■ EXCERPT TO READ ■
There are other strange occurrences. An elderly woman shows up, claiming to be a social worker, asking questions about Simón and about Laura’s intentions for the old orphanage. Later, Laura catches this strange visitor sneaking around on the grounds in the middle of the night. Then, on the day of the open house, something very, very bad happens. It’s challenging to discuss The Orphanage—and these crucial scenes in particular—without tainting the perspective of future viewers, and thereby detracting from the experience of the film’s terrors. Although The Orphanage contains many mysteries, what precisely happened on the day in question is the film’s fulcrum.

Laura is one of the more absorbing and convoluted horror protagonists in some time. There seems to be something in her maternal nature that draws her to children most in need of physical care and emotional sustenance. This may be a legacy of her time at the orphanage, where many of her friends were disabled in some way. Yet Laura displays flashes of arrogance and neuroticism in her role as a caregiver. We begin to wonder: Is the new children’s home an attempt to compensate for her own perceived failings in her relationship with Simón? Ghosts and goblins aside, director Bayona is focused on the story of Laura’s actions and reactions to the tragedy that unfolds in the wake of the open house. He seems especially interested in whether Laura’s missteps are the result of inherent character defects or merely bad luck, although he is less concerned with providing us with a definitive answer.

The Orphanage is the sort of film that rewards viewers who pay close attention from the very first shot. It’s a fine example of how dialogue can be employed to trace over the lines of a film for emphasis and cohesion, without engaging in clumsy foreshadowing. The film establishes its supernatural rules by means of its characters’ words, and it sticks to those rules. This isn’t to say that The Orphanage doesn’t engage in some misdirection. There are plenty of red herrings, and the three—yes, three—secrets that the orphanage holds are woven together so tightly that it can be difficult to perceive where one ends and the other begins. I still have mixed feelings about some of the film’s trickery. Its employment of horror movie cliché to fool the viewer seems cheap from a certain perspective, but ingenious from another. Bayona seems to be aiming for ambiguity in select scenes, which elicits a disorienting but intriguing sensation.

■ EXTRACTED RECORDS ■
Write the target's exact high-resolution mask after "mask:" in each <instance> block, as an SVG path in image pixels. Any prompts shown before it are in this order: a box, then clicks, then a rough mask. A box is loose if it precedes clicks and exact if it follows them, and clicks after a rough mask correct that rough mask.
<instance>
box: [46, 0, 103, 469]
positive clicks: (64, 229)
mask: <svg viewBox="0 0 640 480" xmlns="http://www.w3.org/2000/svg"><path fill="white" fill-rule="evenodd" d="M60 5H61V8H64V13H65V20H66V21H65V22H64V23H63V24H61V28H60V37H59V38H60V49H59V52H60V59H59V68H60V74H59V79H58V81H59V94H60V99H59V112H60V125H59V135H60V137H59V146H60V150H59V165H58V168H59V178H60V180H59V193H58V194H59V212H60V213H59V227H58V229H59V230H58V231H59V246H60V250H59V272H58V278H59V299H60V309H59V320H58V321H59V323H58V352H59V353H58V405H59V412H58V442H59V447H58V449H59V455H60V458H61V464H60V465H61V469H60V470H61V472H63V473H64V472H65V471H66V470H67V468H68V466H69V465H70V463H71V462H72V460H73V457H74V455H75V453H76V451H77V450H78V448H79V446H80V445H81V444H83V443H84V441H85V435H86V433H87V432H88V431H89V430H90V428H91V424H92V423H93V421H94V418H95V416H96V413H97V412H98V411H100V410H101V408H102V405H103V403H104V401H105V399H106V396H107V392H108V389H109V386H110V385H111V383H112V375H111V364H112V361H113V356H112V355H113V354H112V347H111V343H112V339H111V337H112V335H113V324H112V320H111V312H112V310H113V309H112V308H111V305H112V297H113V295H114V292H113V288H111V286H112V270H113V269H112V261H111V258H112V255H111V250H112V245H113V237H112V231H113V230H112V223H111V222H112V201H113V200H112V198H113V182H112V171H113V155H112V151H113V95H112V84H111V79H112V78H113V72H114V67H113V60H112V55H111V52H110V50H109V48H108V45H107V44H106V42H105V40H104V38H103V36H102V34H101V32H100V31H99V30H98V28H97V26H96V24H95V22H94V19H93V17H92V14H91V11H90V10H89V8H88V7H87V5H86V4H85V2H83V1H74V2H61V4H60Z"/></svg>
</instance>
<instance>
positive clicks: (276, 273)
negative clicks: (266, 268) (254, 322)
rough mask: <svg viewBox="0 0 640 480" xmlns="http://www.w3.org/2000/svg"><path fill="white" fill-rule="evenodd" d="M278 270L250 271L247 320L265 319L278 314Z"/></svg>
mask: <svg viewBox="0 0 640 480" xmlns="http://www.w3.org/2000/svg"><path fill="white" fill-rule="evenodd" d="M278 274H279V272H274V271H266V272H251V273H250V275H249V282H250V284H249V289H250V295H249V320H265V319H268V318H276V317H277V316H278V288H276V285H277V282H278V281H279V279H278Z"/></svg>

■ LIST OF TASKS ■
a. Transcribe the passage of the review of The Orphanage above, from "Laura is one" up to and including "a definitive answer.".
b. According to the review of The Orphanage above, how many secrets does the orphanage hold?

■ TASK ANSWERS ■
a.
Laura is one of the more absorbing and convoluted horror protagonists in some time. There seems to be something in her maternal nature that draws her to children most in need of physical care and emotional sustenance. This may be a legacy of her time at the orphanage, where many of her friends were disabled in some way. Yet Laura displays flashes of arrogance and neuroticism in her role as a caregiver. We begin to wonder: Is the new children’s home an attempt to compensate for her own perceived failings in her relationship with Simón? Ghosts and goblins aside, director Bayona is focused on the story of Laura’s actions and reactions to the tragedy that unfolds in the wake of the open house. He seems especially interested in whether Laura’s missteps are the result of inherent character defects or merely bad luck, although he is less concerned with providing us with a definitive answer.

b. Three.